Exercise description
Reproduce every line of the records below word for word, leaving out the pictures.

Data entries
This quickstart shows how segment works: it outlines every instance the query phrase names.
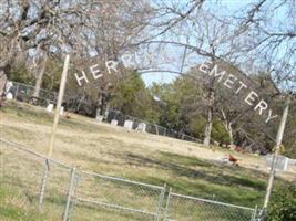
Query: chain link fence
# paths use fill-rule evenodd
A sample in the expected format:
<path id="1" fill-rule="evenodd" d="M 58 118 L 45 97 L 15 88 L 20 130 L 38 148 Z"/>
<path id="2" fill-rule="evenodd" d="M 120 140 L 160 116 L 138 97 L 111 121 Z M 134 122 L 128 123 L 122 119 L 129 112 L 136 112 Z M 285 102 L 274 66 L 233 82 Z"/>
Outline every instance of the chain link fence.
<path id="1" fill-rule="evenodd" d="M 258 211 L 246 207 L 223 203 L 170 192 L 166 221 L 255 221 Z"/>
<path id="2" fill-rule="evenodd" d="M 54 220 L 256 221 L 256 209 L 173 193 L 166 186 L 82 171 L 2 140 L 1 191 Z M 1 218 L 1 217 L 0 217 Z"/>

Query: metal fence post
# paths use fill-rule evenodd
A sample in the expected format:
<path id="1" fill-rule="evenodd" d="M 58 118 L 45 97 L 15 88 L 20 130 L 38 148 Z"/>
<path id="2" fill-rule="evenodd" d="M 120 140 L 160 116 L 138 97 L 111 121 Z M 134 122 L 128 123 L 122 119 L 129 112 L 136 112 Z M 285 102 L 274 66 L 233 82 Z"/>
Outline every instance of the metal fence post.
<path id="1" fill-rule="evenodd" d="M 74 188 L 75 171 L 76 171 L 76 168 L 71 169 L 71 179 L 70 179 L 68 197 L 67 197 L 67 202 L 65 202 L 65 208 L 64 208 L 64 213 L 63 213 L 63 221 L 68 221 L 71 198 L 72 198 L 73 188 Z"/>
<path id="2" fill-rule="evenodd" d="M 14 99 L 18 99 L 19 88 L 20 88 L 20 84 L 17 83 L 17 90 L 16 90 L 16 94 L 14 94 Z"/>
<path id="3" fill-rule="evenodd" d="M 164 212 L 164 220 L 169 220 L 169 209 L 170 209 L 170 201 L 171 201 L 171 191 L 172 188 L 169 189 L 167 193 L 167 199 L 166 199 L 166 204 L 165 204 L 165 212 Z"/>
<path id="4" fill-rule="evenodd" d="M 43 201 L 44 201 L 44 193 L 45 193 L 48 177 L 49 177 L 49 159 L 45 159 L 44 176 L 42 178 L 41 188 L 40 188 L 40 197 L 39 197 L 39 211 L 40 212 L 43 211 Z"/>
<path id="5" fill-rule="evenodd" d="M 258 207 L 256 206 L 252 215 L 252 221 L 256 221 Z"/>
<path id="6" fill-rule="evenodd" d="M 162 217 L 163 199 L 164 199 L 165 191 L 166 191 L 166 185 L 163 186 L 162 192 L 160 194 L 156 221 L 160 221 Z"/>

The output
This quickstart shows how segment works: it outlines every instance the query phrase names.
Query: chain link fence
# paths use fill-rule evenodd
A sample in the expected format:
<path id="1" fill-rule="evenodd" d="M 58 118 L 45 97 L 15 88 L 20 130 L 38 148 Z"/>
<path id="2" fill-rule="evenodd" d="M 120 140 L 160 116 L 138 97 L 111 121 Z M 134 122 L 128 123 L 122 119 L 129 112 L 136 112 Z M 285 102 L 274 66 L 233 82 Z"/>
Outline every instance of the chain link fence.
<path id="1" fill-rule="evenodd" d="M 258 211 L 246 207 L 223 203 L 170 192 L 166 221 L 255 221 Z"/>
<path id="2" fill-rule="evenodd" d="M 54 220 L 256 221 L 256 209 L 173 193 L 166 186 L 82 171 L 2 140 L 1 191 Z M 1 218 L 1 217 L 0 217 Z"/>

Query: metal fence post
# paths use fill-rule evenodd
A sample in the expected format:
<path id="1" fill-rule="evenodd" d="M 58 118 L 45 97 L 15 88 L 20 130 L 38 148 Z"/>
<path id="2" fill-rule="evenodd" d="M 120 140 L 160 116 L 138 97 L 111 121 Z M 134 122 L 128 123 L 122 119 L 129 112 L 136 112 Z M 285 102 L 274 66 L 233 82 Z"/>
Outline every instance of the metal fence post.
<path id="1" fill-rule="evenodd" d="M 74 188 L 75 171 L 76 171 L 76 168 L 71 169 L 71 179 L 70 179 L 68 197 L 67 197 L 67 202 L 65 202 L 65 208 L 64 208 L 64 213 L 63 213 L 63 221 L 68 221 L 71 198 L 72 198 L 73 188 Z"/>
<path id="2" fill-rule="evenodd" d="M 14 99 L 18 99 L 19 88 L 20 88 L 20 84 L 17 83 L 17 90 L 16 90 L 16 94 L 14 94 Z"/>
<path id="3" fill-rule="evenodd" d="M 164 212 L 164 220 L 169 220 L 169 209 L 170 209 L 170 201 L 171 201 L 171 191 L 172 188 L 169 189 L 167 193 L 167 199 L 166 199 L 166 204 L 165 204 L 165 212 Z"/>
<path id="4" fill-rule="evenodd" d="M 43 201 L 44 201 L 44 193 L 45 193 L 48 177 L 49 177 L 49 159 L 45 159 L 44 176 L 42 178 L 41 188 L 40 188 L 40 197 L 39 197 L 39 211 L 40 212 L 43 211 Z"/>
<path id="5" fill-rule="evenodd" d="M 258 207 L 256 206 L 252 215 L 252 221 L 256 221 Z"/>
<path id="6" fill-rule="evenodd" d="M 162 217 L 163 199 L 164 199 L 165 191 L 166 191 L 166 185 L 163 186 L 162 192 L 160 194 L 156 221 L 160 221 Z"/>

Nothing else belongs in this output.